Record set.
┌──
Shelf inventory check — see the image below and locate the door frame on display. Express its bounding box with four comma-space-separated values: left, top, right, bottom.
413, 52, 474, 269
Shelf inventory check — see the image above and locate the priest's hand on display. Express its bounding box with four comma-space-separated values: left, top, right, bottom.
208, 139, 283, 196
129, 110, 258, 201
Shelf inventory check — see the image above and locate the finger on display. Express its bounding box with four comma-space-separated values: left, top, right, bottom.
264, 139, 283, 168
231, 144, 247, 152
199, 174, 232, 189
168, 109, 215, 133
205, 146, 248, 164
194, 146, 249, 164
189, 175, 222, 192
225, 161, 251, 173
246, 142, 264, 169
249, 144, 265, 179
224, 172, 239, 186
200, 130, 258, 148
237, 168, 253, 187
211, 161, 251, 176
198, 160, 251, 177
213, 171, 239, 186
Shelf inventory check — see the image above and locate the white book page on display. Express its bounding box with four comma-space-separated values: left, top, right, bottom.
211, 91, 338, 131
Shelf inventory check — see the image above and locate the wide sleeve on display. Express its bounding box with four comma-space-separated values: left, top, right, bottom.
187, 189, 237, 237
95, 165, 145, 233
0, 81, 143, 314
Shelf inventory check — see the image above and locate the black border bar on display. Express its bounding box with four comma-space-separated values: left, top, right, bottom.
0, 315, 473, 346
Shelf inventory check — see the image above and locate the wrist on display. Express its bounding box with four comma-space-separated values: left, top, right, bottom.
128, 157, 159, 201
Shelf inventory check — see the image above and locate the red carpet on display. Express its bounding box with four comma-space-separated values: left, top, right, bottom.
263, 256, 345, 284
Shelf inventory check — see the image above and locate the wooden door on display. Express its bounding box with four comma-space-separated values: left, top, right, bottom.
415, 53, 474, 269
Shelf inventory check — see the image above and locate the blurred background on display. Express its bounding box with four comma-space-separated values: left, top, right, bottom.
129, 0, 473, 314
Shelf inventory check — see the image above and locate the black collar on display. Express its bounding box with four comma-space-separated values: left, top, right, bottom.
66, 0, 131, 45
└──
Problem description. Print nothing but the lines from the one that contains "locate the red" to the final line of the data, both included, exactly as they read.

Your response.
Shelf inventory check — see the image above and locate the red carpet on display. Express its bounding box with four comma-space-separated values: left, top, right, bottom.
263, 256, 345, 284
Shelf inventory check — see the image above and locate the wooden door on display. Express its bounding box with four comma-space-separated values: left, top, right, bottom.
415, 53, 474, 269
Shelf inventory check — see the image above and locate the blurred background on display. Express its bounding box with four comma-space-separated values: left, top, right, bottom.
129, 0, 473, 314
Shelf inventory check — see the image above and locate the black collar on display. Express its bounding box with four comma-space-separated values: left, top, right, bottom.
66, 0, 131, 45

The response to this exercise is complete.